━━ Page text

# Primality in $NC$ hierarchy?

AKS primality testing solves whether a given integer is prime in $P$. AKS algorithm is following:

Input: integer n > 1.

1. Check if $n$ is a perfect power: if $n = a^b$ for integers $a > 1$ and $b > 1$, output composite.

2. Find the smallest $r$ such that $ord_r(n) > (\log_2 n)^2$ (if $r$ and $n$ are not coprime, then skip this $r$).

3. For all $2 ≤ a ≤\min(r, n−1)$, check that $a$ does not divide $n$: If $a|n$ for some $2 ≤ a ≤ \min(r, n−1)$, output composite.

4. If $n ≤ r$, output prime.

5. For $a = 1$ to ${\displaystyle \left\lfloor \scriptstyle {{\sqrt {\varphi (r)}}\log_{2}(n)}\right\rfloor}$ do

if $((X+a)^n - (X^n+a))≠0\bmod (X^r − 1,n)$, output composite;

6. Output prime.

━━━━
━━ Dataset excerpt

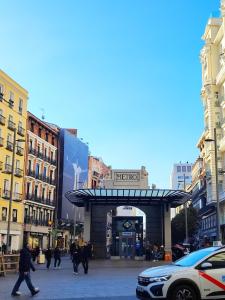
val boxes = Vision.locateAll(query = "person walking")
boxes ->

━━━━

§ Aim
Resume the question about primality testing in the NC hierarchy, writing on from its final line, "6. Output prime."

§ Answer for this exercise
After Emil's comment note 5. is not in $NC$ hierarchy. It seems step 2. is not in $NC$ since $GCD$ is not known to be in $NC$.

Since we have $r\leq polylog(n)$ unconditional bound we may even look for smallest $r$ parallely (by testing $r|(n^k-1)$ in $NC$ at each of the parallel processor testing a different $r$) if coprimality is in $NC$ and we can use a boolean logic to combine steps 2 and 5 so they run in parallel. All other steps seem parallelizable wholly with some boolean logic.

So is it true that if coprimality testing (rather than $GCD$ finding) and polynomial identity testing for this particular polynomial in 5. proved in $NC$ then primality is in $NC$?

It seems it is possible coprimality is in $NC$. Note this is easier than $GCD$ finding.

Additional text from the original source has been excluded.